▸ What is asked: Can you resume the forum exchange about Linode hosting, RAID and SSD failures, picking up after its final line?

▸ Supplied passage:

The presentation which the article is based on listed 4 or 5 power outages suffered by major players in recent times, the UPS's failed.
I've heard SSDs fail more often than hard drives, but I haven't seen a study, feel free to cite one the shows SSDs last longer.
This is a linode forum for linode customers. You're surprised people here support linode?
The presentation and article aren't silly. The reason no manufacturers are listed are because they either want to sell that information or they can't release it due to manufactures contracts or some other reason.
DO have a slower network, provide less cores, have more VMs on a server, attract a different sort of customer that's more prone to abuse and attracts DDOS, have fewer support staff, have a smaller community and while this doesn't prove anything, they lost all of my data in less than a week. I had to rebuild from scratch.
I'm not a linode fanboi, I slam linode whenever I feel they deserve it.


I'm a Linode fanboi as well and you can ask the staff how much I support them and their efforts. What I don't support is trashing other technologies and companies to make us look good.

1) You are correct neither Linode nor DO states they use battery backup in their RAID configs yet both say they use raid for redundancy. I guess we will have to trust them both since we aren't there to physically verify.
2) Wait...so...because UPS supposedly failed; SSD failed?

Image segmentation entries:
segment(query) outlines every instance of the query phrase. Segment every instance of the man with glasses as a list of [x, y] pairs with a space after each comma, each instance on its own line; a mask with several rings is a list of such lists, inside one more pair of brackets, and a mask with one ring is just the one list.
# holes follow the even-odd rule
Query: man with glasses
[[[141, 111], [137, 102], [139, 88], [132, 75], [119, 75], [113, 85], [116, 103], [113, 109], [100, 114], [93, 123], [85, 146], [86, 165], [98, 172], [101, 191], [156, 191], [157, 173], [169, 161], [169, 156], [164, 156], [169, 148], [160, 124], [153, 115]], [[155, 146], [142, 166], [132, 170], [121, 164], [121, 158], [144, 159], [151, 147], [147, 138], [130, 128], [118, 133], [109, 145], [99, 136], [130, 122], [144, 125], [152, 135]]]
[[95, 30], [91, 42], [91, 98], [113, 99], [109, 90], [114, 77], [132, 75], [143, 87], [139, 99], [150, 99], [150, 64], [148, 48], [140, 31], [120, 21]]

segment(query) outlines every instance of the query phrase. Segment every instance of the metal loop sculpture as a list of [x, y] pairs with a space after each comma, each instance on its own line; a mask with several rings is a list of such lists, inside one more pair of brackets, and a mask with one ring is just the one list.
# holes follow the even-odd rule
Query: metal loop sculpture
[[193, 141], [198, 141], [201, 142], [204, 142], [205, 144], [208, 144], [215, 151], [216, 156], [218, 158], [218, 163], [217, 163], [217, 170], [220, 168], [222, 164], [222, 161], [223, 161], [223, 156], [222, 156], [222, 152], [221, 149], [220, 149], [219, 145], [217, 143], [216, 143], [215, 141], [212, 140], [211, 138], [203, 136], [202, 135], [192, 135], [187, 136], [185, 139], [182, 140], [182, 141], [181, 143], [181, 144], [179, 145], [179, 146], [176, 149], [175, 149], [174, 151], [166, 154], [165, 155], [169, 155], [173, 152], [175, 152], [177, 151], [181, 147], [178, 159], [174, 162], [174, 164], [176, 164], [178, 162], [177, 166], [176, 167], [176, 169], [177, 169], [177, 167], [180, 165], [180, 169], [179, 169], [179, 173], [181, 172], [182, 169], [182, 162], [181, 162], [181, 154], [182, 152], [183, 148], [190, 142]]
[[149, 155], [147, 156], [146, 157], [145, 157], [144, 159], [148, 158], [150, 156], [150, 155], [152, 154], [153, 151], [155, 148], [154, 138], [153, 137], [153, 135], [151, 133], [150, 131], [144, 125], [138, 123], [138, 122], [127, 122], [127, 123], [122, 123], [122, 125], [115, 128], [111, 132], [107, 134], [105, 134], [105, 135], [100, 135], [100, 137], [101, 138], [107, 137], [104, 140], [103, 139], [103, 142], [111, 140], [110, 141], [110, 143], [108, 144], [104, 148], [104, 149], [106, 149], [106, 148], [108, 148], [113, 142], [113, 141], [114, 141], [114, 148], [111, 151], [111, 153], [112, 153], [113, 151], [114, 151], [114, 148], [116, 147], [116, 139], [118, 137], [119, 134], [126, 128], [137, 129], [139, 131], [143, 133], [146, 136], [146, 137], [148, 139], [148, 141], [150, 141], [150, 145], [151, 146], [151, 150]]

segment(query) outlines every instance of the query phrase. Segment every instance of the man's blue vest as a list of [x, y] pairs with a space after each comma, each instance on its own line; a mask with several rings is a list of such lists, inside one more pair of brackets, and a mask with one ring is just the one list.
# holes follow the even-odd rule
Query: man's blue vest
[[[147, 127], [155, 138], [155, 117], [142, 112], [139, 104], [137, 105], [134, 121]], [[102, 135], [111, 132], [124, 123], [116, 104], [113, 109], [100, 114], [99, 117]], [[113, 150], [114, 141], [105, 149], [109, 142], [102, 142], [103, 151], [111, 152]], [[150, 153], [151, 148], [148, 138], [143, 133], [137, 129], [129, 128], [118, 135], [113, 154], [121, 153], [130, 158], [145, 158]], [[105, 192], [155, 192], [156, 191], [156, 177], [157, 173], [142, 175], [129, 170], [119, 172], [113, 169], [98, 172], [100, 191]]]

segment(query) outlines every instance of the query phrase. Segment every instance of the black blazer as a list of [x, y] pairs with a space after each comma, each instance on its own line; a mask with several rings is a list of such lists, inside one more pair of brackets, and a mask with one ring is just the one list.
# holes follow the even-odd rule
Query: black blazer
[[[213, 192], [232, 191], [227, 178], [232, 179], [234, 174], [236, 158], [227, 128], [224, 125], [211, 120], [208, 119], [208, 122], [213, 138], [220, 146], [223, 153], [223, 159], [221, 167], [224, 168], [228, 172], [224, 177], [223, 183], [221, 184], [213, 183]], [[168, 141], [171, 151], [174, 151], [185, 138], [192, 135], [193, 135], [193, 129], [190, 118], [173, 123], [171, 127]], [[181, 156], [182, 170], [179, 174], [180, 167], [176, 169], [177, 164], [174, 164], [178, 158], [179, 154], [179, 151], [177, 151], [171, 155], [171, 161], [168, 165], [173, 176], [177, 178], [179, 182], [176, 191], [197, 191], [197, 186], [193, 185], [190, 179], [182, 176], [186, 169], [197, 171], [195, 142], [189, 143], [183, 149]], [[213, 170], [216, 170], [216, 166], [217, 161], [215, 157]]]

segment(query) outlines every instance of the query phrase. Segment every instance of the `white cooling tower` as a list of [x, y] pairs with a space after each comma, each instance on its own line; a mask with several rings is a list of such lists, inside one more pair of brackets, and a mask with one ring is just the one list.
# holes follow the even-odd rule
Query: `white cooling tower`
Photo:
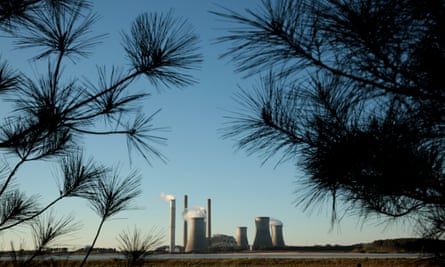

▸ Result for this task:
Lets take a quote from the article "Modern storage technology (SSDs, No-SQL databases, commoditized RAID hardware, etc.) bring new reliability challenges to the already complicated storage stack. Among other things, the behavior of these new components during power faults—which happen relatively frequently in data centers"....Wait power faults happen regularly in Data Centers? Unless you are in Fremont I would guess you would reject this statement.
3) WAT? You heard from where? Start citing some sources because SSD MTBF beats HDD MTBF outright.
4) So you question point number one saying that we don't know for sure that DO has battery backup and then make an assertion here about contracts of the test without knowing the full story? Well that seems a bit silly.
5) You are full of crap because DOs network is faster than Linodes because they don't cap their customers. I can pull many examples if you would like to prove the point (still being a huge linode fanboi).
6) Sorry to hear that. Detail your experience so the rest can be warned with facts.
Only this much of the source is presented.